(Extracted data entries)
^^^^^^^^^^^^^^^^
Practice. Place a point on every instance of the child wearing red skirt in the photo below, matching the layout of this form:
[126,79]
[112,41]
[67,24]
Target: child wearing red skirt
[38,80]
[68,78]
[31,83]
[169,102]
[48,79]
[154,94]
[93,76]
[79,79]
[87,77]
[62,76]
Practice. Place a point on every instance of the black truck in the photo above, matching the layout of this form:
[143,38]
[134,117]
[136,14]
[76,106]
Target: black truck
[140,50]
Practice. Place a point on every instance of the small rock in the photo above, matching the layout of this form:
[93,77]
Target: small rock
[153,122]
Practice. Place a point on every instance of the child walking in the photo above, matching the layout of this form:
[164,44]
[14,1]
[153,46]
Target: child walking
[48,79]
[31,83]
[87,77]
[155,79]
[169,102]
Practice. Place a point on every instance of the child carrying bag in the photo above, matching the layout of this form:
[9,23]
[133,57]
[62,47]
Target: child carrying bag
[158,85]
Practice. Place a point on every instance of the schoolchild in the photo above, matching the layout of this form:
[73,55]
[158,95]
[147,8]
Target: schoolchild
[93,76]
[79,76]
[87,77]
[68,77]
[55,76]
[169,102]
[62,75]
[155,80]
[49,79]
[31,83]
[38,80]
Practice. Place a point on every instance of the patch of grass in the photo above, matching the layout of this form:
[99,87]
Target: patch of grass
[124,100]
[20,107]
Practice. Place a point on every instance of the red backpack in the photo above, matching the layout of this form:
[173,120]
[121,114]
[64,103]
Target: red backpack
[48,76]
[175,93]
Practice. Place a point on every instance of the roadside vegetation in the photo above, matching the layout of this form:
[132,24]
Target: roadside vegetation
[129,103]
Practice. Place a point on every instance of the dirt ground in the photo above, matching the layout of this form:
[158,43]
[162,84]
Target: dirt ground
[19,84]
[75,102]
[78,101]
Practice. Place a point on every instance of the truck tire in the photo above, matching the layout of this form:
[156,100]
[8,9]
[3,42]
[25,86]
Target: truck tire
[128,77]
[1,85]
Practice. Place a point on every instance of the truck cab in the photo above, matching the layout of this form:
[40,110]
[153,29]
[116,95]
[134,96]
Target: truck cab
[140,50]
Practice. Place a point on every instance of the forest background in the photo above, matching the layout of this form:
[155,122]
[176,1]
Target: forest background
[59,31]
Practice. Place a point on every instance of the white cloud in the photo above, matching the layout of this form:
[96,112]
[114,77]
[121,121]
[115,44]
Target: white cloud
^^^^^^^^^^^^^^^^
What to do: Edit the listing above so that each "Practice" becomes "Exercise", leaving everything else unchanged.

Full answer:
Exercise. Place a point on every instance of the child wearing red skirt in the photo below, matching the layout of this form:
[126,79]
[112,41]
[67,24]
Target: child wearing red skirt
[38,80]
[68,78]
[31,83]
[169,102]
[48,79]
[154,94]
[93,76]
[79,79]
[87,77]
[62,76]
Exercise. Place a point on every instance of the black truck in the photo above, matching the layout of this form:
[143,38]
[134,117]
[136,14]
[76,106]
Target: black truck
[140,50]
Exercise. Place a point on every instance of the small rock in the photo above, matching the layout of this form:
[93,77]
Target: small rock
[153,122]
Exercise. Place a point on every instance of the child walking in the photo above, matching the layout of this form:
[164,44]
[14,1]
[153,46]
Target: child walking
[48,79]
[31,83]
[87,77]
[155,79]
[169,102]
Exercise. Place a point on every instance of the child carrying bag in the photo above, matching the layout of this form:
[9,23]
[133,57]
[62,47]
Target: child carrying bag
[158,85]
Exercise. Place a point on every instance of the schoolchild in the photo above, matching the layout of this form:
[73,55]
[158,95]
[147,8]
Target: schoolchild
[93,76]
[79,76]
[87,77]
[68,77]
[55,76]
[169,102]
[62,75]
[155,80]
[49,79]
[31,83]
[38,80]
Exercise. Place a point on every instance of the patch of grass in the photo above, matching the layout of this form:
[99,87]
Target: patch of grass
[124,100]
[20,107]
Exercise. Place a point on every instance of the red backpack in the photo above, matching the layout of this form:
[173,120]
[121,114]
[64,103]
Target: red backpack
[48,76]
[175,93]
Exercise. Place a point on every instance of the roadside vegetation in the photo above, matching the layout of this form:
[132,24]
Target: roadside vegetation
[129,103]
Exercise. Place a point on every instance of the dirt ground in the photo above, matching the layout of this form:
[158,43]
[162,84]
Target: dirt ground
[19,84]
[75,102]
[78,101]
Exercise. Place a point on every instance of the truck tire in the photo above, matching the layout of this form:
[156,100]
[8,9]
[3,42]
[25,86]
Target: truck tire
[128,77]
[1,85]
Exercise. Place a point on every instance of the truck cab in the photo above, matching the layout of this form:
[40,110]
[153,29]
[116,95]
[134,96]
Target: truck cab
[140,50]
Exercise. Place a point on every instance of the forest background in the photo above, matching the layout of this form:
[155,122]
[176,1]
Target: forest background
[59,31]
Exercise. Place a point on every instance of the white cloud in the photo above, matching the layout of this form:
[96,112]
[114,77]
[121,121]
[115,44]
Target: white cloud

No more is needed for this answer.